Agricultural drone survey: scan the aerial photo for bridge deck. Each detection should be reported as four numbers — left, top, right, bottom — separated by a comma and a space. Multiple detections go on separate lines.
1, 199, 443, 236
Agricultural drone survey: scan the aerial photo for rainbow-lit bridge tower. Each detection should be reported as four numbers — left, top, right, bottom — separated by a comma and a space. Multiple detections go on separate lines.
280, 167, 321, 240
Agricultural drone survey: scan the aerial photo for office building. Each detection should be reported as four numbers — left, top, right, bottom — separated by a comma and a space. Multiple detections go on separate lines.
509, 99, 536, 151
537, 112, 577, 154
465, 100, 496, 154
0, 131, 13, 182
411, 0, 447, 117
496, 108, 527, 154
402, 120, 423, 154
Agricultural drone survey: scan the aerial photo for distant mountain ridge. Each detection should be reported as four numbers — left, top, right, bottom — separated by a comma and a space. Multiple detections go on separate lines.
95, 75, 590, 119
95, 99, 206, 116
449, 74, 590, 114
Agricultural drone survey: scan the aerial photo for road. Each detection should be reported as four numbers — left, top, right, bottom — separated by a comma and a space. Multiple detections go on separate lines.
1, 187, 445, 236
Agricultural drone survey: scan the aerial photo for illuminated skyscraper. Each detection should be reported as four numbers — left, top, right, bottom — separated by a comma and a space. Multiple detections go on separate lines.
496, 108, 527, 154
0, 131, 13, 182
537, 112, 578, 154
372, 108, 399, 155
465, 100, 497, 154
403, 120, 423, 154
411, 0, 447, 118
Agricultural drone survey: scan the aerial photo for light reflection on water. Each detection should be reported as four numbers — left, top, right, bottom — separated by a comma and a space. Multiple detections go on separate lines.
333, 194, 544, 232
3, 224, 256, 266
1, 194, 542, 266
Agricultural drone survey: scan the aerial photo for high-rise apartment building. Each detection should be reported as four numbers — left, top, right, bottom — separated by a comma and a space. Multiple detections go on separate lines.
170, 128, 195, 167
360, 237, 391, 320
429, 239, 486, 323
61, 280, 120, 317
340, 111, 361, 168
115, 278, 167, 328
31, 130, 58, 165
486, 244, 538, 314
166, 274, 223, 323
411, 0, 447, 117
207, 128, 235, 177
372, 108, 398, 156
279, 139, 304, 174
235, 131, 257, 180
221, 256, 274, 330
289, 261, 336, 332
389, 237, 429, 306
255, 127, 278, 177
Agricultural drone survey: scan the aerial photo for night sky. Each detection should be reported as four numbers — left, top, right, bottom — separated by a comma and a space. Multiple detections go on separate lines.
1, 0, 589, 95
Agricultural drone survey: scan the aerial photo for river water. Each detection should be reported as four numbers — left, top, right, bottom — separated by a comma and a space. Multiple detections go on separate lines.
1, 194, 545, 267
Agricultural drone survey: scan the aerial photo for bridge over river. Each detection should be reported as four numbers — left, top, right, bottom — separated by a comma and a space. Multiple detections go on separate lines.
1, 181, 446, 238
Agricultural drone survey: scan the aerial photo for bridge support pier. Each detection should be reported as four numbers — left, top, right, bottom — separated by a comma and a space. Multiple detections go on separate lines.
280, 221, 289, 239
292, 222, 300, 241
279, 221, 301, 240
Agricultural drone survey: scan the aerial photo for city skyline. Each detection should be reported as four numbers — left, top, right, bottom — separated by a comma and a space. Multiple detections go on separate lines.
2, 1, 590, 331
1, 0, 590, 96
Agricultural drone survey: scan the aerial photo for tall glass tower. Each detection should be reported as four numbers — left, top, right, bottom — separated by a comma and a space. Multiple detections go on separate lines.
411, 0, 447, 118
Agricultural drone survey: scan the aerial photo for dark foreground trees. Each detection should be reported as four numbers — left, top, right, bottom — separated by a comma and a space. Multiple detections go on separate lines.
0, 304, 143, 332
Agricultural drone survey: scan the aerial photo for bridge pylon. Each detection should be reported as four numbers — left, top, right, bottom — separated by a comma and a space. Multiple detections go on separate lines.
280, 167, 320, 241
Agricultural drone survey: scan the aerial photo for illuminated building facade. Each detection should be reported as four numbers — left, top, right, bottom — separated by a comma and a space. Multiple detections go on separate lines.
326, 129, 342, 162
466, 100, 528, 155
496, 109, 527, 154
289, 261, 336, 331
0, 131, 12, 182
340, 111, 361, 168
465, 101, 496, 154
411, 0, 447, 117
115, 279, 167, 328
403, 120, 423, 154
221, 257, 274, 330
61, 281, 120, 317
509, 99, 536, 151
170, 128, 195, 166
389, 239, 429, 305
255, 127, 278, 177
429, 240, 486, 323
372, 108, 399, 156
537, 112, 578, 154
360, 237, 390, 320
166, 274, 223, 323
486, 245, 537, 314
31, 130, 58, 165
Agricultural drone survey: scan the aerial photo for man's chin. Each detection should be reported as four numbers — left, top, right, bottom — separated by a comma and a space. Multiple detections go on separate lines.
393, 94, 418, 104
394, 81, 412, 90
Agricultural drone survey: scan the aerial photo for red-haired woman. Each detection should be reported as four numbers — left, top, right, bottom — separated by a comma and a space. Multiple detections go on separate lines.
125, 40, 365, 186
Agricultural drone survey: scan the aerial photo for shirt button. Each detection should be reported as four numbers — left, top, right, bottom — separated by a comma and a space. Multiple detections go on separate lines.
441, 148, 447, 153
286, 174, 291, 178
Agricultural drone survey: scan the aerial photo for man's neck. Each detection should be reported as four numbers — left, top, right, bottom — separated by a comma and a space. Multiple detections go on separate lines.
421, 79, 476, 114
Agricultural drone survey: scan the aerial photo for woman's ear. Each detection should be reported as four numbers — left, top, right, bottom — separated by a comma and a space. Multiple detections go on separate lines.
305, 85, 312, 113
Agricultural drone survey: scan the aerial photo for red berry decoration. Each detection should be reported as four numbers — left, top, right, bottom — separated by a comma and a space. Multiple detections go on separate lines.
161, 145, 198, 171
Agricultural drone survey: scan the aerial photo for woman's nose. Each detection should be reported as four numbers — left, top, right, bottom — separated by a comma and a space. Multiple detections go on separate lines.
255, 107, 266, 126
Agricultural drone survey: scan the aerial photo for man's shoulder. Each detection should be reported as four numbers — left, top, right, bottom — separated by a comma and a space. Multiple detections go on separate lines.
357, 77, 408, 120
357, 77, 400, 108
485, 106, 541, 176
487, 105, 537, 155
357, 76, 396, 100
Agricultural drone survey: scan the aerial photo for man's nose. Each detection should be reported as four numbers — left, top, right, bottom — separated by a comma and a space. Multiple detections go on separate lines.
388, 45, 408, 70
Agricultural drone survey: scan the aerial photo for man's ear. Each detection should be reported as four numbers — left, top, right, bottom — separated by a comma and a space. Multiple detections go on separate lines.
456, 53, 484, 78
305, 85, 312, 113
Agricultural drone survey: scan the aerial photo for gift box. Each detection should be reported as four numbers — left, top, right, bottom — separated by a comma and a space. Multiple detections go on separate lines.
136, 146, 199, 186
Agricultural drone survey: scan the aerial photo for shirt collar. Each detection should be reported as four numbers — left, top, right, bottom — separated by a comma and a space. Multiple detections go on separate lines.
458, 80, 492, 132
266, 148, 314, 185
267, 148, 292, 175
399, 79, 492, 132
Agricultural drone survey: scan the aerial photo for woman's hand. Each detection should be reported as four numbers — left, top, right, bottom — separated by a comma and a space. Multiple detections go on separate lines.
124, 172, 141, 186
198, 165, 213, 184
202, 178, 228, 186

────────

**Exercise aim**
Give back every entry, unchanged in any way.

**Answer section**
Agricultural drone survey: scan the aerial photo for bridge deck. Each detection should be reported as four numbers — left, top, right, bottom — separated by a comma and a space. Multiple detections go on separate lines.
1, 199, 443, 236
Agricultural drone survey: scan the aerial photo for rainbow-lit bridge tower. Each detection should be reported as four numbers — left, top, right, bottom — separated by a comma and a space. Multiple detections go on separate lines.
280, 167, 321, 240
Agricultural drone survey: scan the aerial photo for office building. Each detection should be reported as four numbers — left, top, right, bottom — separated by a comma and a space. Multiple detections go on separate lines.
509, 99, 536, 151
537, 112, 577, 154
465, 100, 496, 154
0, 131, 13, 182
411, 0, 447, 117
496, 108, 527, 154
402, 120, 423, 154
Agricultural drone survey: scan the aerial photo for distant mountain ridge. Each detection should be reported as four numbers — left, top, right, bottom — separated by a comma and a space. Multiple detections go on separate lines.
95, 75, 590, 119
95, 99, 206, 116
449, 74, 590, 114
Agricultural drone survey: scan the aerial photo for road. Each detection should be reported as four numbers — left, top, right, bottom — separated by a comma and a space. Multiple detections go on separate lines.
1, 187, 445, 236
Agricultural drone survey: scan the aerial photo for illuminated skyscraper. Each detection should be reported as four numbers — left, top, right, bottom — separated by a comma and a space. Multiple detections go on separate lines.
496, 108, 527, 154
0, 131, 13, 182
537, 112, 578, 154
372, 108, 399, 155
465, 100, 497, 154
403, 120, 423, 154
411, 0, 447, 118
Agricultural drone survey: scan the aerial photo for light reflection on water. Each detection should be reported as four numbers — left, top, right, bottom — separated by a comma and a space. Multiple detections go on separate lines.
333, 194, 544, 232
3, 224, 256, 266
1, 194, 542, 266
Agricultural drone survey: scan the aerial photo for high-rise apartment building. Each detection should be reported as four numbers — left, top, right, bottom — separated by a comma and a space. Multiple detections go on separate lines.
170, 128, 195, 167
360, 237, 391, 320
429, 239, 486, 323
61, 280, 120, 317
340, 111, 361, 168
115, 278, 167, 328
31, 130, 58, 165
486, 244, 538, 314
166, 274, 223, 323
411, 0, 447, 117
207, 128, 235, 177
372, 108, 398, 156
279, 139, 304, 174
235, 131, 257, 180
221, 256, 274, 330
289, 261, 336, 332
389, 237, 429, 306
255, 127, 278, 177
Agricultural drone survey: scan the aerial photo for night sky. Each detection should be reported as four numbers — left, top, right, bottom — separated by a comma and a space. Multiple detections go on separate lines.
1, 0, 589, 95
Agricultural drone survey: scan the aerial photo for river water. Each detection should be reported as four numbers — left, top, right, bottom — separated by a comma and a space. Multiple detections go on separate lines.
1, 194, 545, 267
Agricultural drone survey: scan the aerial photo for bridge over river. Each detection should be reported as four numbers — left, top, right, bottom — separated by a comma and a space. Multiple detections go on separate lines.
1, 181, 446, 238
Agricultural drone survey: scan the aerial photo for bridge support pier. Each detection should be reported as four numbers — left, top, right, bottom — separated by a comma and a space. Multiple detections go on separate lines.
280, 221, 289, 239
292, 222, 300, 241
279, 221, 301, 240
Agricultural drone survey: scan the aerial photo for city skyline. Each detection should be reported as four numbers — left, top, right, bottom — separated by a comma and a space. Multiple detections go on separate lines.
2, 1, 590, 331
1, 0, 590, 96
Agricultural drone survey: scan the aerial photo for tall glass tower. Each detection should be reported as four numbers — left, top, right, bottom — separated by a comma and a space. Multiple detections go on separate lines.
411, 0, 447, 118
Agricultural drone survey: scan the aerial photo for dark foreground trees. Each detection should be reported as four numbers — left, top, right, bottom — separated by a comma and a space. Multiple detections go on separate lines.
0, 304, 143, 332
Agricultural drone survey: scan the aerial photo for bridge pylon. Each detection should be reported as four numbers — left, top, right, bottom — separated by a comma and a space. Multiple detections go on separate lines.
280, 167, 320, 241
Agricultural drone survey: scan the aerial photo for illuminated building facade. Each detection should be reported as four numbers — left, top, right, bottom — separated by a comma and a space. Multiple detections go on separate lines.
326, 129, 342, 162
466, 100, 528, 155
496, 109, 527, 154
289, 261, 336, 331
0, 131, 12, 182
340, 111, 361, 168
465, 101, 496, 154
411, 0, 447, 117
115, 279, 167, 328
403, 120, 423, 154
221, 257, 274, 330
61, 281, 120, 317
509, 99, 536, 151
170, 128, 195, 166
389, 239, 429, 305
255, 127, 278, 177
429, 240, 486, 323
372, 108, 399, 156
537, 112, 578, 154
360, 237, 390, 320
166, 274, 223, 323
486, 245, 537, 314
31, 130, 58, 165
Agricultural drone survey: scan the aerial photo for man's chin. Each detection should be reported as four numbers — left, top, right, bottom — separated by a comma and a space. Multiple detections go on separate lines.
393, 94, 418, 104
394, 81, 412, 90
Agricultural drone survey: scan the aerial photo for red-haired woman. Each detection should be reported as four numbers — left, top, right, bottom — separated by a comma and a space. Multiple detections go on separate lines.
125, 40, 365, 186
Agricultural drone survey: scan the aerial photo for shirt button. Each detection should be reported as four numbers — left, top, right, bottom — separated by a comma and a space. Multiple detections go on separate lines.
441, 148, 447, 153
286, 174, 291, 178
Agricultural drone survey: scan the aerial photo for man's neck. Each detection should be reported as four numbers — left, top, right, bottom — separated by a comma and a space. Multiple detections go on separate lines.
421, 79, 476, 114
Agricultural drone survey: scan the aerial photo for woman's ear. Each detection should be reported as four numbers — left, top, right, bottom — separated by a comma and a space. Multiple detections go on separate lines.
305, 85, 312, 113
Agricultural drone survey: scan the aerial photo for red berry decoration. Each detection should be reported as four numbers — left, top, right, bottom — separated by a comma and a space. Multiple detections go on separate lines.
161, 145, 198, 171
Agricultural drone survey: scan the aerial photo for woman's nose. Each detection should be reported as four numbers — left, top, right, bottom — separated by a comma and a space. Multiple detections go on separate lines.
255, 107, 266, 126
Agricultural drone survey: scan the aerial photo for man's shoulder. Each detection should be reported as four numbers — left, top, right, bottom — separated by a comma and a space. Multiple detections go on separate lines.
357, 77, 408, 120
357, 77, 400, 108
485, 106, 541, 176
487, 105, 537, 155
357, 76, 396, 100
Agricultural drone survey: scan the aerial photo for man's nose. Each detection should be reported as four numbers — left, top, right, bottom — separated by a comma and a space. Multiple detections go on separate lines.
388, 45, 408, 70
Agricultural drone survey: scan the aerial photo for man's ear. Each detection should be reported as four numbers — left, top, right, bottom — separated by a comma and a space. Multiple detections go on separate lines.
456, 53, 484, 78
305, 85, 312, 113
Agricultural drone survey: scan the aerial photo for gift box. Each detection should be reported as four numbers — left, top, right, bottom — separated by a comma and a space. Multiple detections go on separate lines.
136, 146, 199, 186
Agricultural drone survey: scan the aerial photo for shirt collar. Each detection should be reported as four numbers — left, top, right, bottom — separated by a comma and a space. Multiple detections go on separate lines.
458, 80, 492, 132
266, 148, 314, 185
267, 148, 292, 175
399, 79, 492, 132
Agricultural drone survey: scan the aerial photo for woman's hand. Each detection should be reported as four numbers — left, top, right, bottom — separated by a comma and a space. Multiple detections go on separate lines.
124, 172, 141, 186
198, 165, 213, 184
202, 178, 228, 186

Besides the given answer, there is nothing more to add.